AIM | Copy all of the data below line for line, changing nothing.

MATERIAL PROVIDED |
□ □ □

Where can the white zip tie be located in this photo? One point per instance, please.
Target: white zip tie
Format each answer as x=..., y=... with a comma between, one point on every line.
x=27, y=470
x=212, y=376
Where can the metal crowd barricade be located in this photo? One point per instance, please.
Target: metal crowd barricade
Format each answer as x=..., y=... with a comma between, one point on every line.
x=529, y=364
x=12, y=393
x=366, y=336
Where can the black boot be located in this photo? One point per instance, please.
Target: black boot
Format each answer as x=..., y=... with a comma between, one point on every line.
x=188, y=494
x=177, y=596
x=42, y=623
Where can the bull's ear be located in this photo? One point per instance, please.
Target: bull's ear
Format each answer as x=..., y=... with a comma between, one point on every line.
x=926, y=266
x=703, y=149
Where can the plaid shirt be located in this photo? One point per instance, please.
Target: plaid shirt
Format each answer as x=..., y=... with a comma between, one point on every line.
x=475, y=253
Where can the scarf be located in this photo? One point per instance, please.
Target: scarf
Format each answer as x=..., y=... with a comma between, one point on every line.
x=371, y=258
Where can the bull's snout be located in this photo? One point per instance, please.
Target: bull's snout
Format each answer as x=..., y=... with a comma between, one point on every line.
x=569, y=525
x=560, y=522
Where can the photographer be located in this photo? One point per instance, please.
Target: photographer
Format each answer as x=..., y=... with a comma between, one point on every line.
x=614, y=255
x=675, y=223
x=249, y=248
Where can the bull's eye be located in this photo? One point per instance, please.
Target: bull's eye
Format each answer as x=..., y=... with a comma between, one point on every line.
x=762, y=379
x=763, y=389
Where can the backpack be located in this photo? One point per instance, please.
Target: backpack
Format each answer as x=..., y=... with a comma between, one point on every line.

□ □ □

OUTPUT FOR THIS EXERCISE |
Where can the white zip tie be located in this photo? One point per instance, please.
Target: white zip tie
Format each answer as x=..., y=... with a comma between, one point on every line.
x=27, y=470
x=212, y=376
Where can the metal crowd barricade be located in this photo? One point per instance, please.
Target: metal crowd barricade
Format each answer as x=..., y=... with a comma between, one point on every line.
x=529, y=364
x=12, y=393
x=366, y=336
Where can the black boot be located in this photo? One point per instance, please.
Target: black boot
Format each answer as x=..., y=... with a comma between, one point on every line.
x=188, y=494
x=177, y=596
x=42, y=623
Where can the bull's ear be located in this photo? One point per instance, please.
Target: bull's ear
Format each answer as x=..., y=... with a comma between, one point on every line.
x=926, y=266
x=703, y=149
Where can the plaid shirt be located in this photo? One point per instance, please.
Target: plaid shirt
Format each answer as x=..., y=... with a comma between, one point on every line.
x=475, y=253
Where can the scarf be located in this photo? One point per instance, please.
Target: scarf
Format each answer as x=..., y=... with a comma between, one point on every line.
x=371, y=258
Where can the bull's snout be located in this photo? One point per instance, please.
Target: bull's snout
Format each answer as x=..., y=... with a comma between, one point on every line.
x=569, y=525
x=560, y=522
Where can the photographer be located in this photo? One point per instance, please.
Target: photographer
Format each answer as x=..., y=... with a comma between, one point on every line.
x=614, y=255
x=675, y=223
x=249, y=248
Where can the bull's eye be located in this photo? One point per instance, please.
Target: bull's eye
Format each answer as x=..., y=... with a comma between, one point on every line.
x=762, y=379
x=763, y=389
Where can the backpack be located in this photo? One point per instance, please.
Target: backpack
Format each answer as x=..., y=... with a comma between, one point on every line.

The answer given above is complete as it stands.